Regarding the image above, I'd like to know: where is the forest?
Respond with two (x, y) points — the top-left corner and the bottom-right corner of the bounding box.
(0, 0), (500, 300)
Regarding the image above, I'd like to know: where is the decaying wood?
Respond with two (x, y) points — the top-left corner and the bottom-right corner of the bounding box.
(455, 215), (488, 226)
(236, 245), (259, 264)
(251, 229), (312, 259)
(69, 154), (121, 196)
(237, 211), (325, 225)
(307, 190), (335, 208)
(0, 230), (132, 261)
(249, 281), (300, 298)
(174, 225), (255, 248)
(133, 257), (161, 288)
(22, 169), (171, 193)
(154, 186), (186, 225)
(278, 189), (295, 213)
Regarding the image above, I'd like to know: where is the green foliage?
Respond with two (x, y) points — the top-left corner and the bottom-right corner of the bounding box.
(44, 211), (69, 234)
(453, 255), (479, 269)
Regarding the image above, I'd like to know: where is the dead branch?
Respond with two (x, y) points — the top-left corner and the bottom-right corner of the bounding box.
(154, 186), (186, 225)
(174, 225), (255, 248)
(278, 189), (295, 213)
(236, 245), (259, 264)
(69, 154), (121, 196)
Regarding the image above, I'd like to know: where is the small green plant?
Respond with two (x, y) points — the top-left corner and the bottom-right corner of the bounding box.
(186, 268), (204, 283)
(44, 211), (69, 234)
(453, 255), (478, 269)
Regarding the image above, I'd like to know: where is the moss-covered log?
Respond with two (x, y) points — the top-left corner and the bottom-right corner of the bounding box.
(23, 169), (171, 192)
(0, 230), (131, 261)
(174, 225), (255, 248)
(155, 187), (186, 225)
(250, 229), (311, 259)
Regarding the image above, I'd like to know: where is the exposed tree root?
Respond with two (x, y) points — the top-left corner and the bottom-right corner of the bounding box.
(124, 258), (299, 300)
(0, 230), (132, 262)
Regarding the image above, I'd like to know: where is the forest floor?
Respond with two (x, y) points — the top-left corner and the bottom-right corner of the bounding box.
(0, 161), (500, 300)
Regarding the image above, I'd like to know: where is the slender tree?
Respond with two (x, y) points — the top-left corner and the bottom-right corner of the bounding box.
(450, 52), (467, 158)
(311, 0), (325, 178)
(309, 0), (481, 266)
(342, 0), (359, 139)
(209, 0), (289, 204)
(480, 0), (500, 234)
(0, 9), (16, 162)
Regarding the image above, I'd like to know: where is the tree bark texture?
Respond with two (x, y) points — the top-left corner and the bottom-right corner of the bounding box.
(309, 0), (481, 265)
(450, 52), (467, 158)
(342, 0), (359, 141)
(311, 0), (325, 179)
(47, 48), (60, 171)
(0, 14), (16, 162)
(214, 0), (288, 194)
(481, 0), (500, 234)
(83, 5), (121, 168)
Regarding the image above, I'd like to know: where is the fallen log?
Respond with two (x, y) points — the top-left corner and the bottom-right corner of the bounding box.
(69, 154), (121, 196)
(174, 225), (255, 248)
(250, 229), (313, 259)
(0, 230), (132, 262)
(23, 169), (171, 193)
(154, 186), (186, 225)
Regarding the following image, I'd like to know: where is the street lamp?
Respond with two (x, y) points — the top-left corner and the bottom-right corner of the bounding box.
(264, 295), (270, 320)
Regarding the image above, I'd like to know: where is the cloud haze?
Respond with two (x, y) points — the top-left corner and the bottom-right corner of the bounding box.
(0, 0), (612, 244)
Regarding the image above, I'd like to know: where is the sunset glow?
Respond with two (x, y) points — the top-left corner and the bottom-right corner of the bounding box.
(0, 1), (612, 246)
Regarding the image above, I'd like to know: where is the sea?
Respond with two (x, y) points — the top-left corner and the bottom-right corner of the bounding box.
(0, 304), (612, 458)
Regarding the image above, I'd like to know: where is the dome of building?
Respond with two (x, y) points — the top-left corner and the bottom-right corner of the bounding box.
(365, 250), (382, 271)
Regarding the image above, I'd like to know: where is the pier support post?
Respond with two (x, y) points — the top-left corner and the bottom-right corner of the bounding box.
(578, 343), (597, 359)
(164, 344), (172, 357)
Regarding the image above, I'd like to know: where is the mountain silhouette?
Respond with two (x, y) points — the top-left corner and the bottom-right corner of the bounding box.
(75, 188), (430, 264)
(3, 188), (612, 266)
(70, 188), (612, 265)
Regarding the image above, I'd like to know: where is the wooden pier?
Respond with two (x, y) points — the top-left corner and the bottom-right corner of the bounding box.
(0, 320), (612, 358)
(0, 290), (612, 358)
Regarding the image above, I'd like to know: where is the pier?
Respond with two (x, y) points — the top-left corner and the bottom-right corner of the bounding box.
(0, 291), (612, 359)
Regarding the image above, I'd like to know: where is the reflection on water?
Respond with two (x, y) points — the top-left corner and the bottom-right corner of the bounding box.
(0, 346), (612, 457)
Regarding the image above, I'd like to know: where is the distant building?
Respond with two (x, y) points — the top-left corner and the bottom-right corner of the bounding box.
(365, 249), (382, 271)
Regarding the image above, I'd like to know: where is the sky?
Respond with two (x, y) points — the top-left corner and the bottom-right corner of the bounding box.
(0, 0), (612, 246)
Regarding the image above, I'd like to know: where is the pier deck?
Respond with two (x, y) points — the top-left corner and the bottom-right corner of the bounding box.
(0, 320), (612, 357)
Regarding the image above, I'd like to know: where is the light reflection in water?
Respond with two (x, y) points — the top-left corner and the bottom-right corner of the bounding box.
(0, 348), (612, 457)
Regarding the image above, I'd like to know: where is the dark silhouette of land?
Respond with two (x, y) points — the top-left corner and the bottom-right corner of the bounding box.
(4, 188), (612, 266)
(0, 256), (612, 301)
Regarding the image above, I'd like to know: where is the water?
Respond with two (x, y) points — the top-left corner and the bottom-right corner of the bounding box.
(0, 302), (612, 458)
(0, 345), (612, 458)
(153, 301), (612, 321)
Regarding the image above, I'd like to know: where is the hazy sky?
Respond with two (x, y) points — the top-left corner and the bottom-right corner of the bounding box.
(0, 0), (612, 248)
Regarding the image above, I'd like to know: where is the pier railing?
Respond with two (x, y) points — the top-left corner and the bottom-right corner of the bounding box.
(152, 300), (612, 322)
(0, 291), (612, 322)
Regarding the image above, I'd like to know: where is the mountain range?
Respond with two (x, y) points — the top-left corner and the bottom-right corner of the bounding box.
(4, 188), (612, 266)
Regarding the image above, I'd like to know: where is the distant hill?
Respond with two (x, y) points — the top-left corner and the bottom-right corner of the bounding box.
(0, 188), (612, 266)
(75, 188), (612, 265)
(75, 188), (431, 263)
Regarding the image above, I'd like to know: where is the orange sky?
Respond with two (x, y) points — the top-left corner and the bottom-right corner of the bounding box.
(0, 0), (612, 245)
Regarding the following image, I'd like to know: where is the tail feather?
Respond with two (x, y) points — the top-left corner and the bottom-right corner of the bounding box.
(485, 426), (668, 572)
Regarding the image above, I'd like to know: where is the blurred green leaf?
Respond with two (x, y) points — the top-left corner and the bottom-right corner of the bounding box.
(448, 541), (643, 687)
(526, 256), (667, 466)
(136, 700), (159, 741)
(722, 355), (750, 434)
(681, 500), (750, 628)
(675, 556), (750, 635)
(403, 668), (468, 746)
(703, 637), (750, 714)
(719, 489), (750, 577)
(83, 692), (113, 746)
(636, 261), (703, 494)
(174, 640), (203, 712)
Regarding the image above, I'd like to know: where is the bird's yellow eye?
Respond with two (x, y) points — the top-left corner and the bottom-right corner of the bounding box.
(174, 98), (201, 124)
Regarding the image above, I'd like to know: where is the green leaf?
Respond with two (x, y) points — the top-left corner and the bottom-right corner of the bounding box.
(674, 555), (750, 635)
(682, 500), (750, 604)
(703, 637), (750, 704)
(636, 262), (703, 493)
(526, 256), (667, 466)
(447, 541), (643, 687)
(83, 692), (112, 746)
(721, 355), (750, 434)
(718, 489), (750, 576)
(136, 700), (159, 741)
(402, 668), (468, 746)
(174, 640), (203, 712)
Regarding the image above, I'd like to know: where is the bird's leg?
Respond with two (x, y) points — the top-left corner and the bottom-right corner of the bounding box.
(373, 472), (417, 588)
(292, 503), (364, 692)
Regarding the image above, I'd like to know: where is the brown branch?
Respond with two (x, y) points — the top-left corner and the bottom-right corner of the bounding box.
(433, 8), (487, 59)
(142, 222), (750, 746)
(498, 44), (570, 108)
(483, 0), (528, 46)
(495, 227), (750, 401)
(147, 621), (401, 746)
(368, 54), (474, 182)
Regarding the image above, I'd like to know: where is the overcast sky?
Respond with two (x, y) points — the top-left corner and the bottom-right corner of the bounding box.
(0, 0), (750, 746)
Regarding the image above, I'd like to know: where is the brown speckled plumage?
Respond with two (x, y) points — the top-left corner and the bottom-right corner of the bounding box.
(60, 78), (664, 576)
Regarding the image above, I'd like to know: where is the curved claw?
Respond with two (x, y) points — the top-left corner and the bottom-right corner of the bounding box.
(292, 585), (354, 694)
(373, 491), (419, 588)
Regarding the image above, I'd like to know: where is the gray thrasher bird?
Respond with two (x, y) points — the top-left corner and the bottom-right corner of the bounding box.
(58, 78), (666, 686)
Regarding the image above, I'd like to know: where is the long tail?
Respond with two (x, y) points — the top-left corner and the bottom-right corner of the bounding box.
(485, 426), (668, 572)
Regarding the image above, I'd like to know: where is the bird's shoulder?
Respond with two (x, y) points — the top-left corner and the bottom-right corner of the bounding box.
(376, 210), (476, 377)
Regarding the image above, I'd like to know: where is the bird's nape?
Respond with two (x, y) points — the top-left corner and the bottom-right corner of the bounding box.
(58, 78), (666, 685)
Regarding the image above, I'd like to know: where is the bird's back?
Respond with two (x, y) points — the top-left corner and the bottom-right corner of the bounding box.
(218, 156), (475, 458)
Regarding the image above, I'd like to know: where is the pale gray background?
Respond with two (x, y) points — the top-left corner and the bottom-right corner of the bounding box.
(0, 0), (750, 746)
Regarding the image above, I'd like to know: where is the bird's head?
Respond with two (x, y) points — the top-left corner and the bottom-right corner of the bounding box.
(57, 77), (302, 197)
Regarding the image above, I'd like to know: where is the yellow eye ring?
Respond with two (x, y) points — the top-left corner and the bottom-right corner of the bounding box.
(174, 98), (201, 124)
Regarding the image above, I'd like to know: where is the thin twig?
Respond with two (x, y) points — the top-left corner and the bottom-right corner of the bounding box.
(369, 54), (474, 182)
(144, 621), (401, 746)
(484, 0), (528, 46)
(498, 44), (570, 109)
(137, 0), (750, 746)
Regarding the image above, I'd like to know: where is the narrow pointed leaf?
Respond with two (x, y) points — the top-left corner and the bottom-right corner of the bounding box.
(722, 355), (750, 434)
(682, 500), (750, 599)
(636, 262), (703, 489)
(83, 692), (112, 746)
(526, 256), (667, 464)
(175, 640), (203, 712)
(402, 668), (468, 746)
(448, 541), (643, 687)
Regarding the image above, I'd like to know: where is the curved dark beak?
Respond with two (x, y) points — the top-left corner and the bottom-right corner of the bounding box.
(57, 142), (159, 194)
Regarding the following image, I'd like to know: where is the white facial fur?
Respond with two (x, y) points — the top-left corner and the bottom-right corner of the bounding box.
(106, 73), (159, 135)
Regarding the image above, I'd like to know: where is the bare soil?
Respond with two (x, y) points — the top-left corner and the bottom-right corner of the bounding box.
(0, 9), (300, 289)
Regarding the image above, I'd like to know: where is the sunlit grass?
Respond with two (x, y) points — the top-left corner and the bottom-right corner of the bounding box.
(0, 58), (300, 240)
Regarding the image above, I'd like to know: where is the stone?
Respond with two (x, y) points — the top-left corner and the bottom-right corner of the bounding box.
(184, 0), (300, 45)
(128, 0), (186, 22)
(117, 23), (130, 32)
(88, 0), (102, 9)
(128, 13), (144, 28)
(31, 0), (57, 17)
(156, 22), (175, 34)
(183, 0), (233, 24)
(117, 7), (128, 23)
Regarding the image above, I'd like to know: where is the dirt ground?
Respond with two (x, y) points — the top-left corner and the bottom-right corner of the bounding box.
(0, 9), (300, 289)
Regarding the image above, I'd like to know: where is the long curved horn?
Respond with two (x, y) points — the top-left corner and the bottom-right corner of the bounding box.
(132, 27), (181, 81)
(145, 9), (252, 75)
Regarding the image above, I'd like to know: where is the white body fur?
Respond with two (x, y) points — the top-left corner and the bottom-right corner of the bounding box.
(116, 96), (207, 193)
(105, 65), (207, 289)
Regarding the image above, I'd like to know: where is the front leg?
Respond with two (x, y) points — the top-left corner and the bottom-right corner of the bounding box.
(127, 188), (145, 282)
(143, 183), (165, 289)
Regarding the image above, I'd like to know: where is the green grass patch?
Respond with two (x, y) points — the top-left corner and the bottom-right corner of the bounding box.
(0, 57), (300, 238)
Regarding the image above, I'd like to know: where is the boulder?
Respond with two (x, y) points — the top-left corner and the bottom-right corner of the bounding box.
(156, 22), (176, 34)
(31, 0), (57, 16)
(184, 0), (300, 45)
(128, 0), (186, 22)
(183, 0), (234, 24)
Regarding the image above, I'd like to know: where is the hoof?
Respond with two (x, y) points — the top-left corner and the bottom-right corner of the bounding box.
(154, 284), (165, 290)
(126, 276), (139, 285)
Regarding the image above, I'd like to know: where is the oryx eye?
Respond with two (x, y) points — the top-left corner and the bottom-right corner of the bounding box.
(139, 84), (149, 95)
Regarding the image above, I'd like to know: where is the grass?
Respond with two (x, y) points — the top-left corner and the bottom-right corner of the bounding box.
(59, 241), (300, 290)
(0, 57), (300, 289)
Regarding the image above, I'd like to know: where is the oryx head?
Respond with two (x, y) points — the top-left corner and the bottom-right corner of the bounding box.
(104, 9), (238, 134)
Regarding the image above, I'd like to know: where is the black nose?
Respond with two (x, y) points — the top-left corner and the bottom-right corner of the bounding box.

- [WHAT IS ASKED]: Copy the records from the line containing "the bird's shoulder?" through the line containing "(218, 156), (475, 458)", substituting "animal's" for "bird's" and changing nothing else.

- [THE ANSWER]:
Regarding the image above, I'd like to know: where is the animal's shoulder?
Respond with two (x, y) points — the top-left corner and the bottom-right corner of the bounding box.
(376, 210), (476, 377)
Regarding the image above, I'd like to know: where is the animal's nape?
Respond with two (x, y) points — the top-left corner and the bottom-right corner of the bounding box.
(58, 78), (666, 685)
Regarding the image above, I'd like to know: where is the animal's back?
Respond with two (x, y) points — the top-left corner and the bottom-right corner of the bounding box.
(218, 156), (475, 458)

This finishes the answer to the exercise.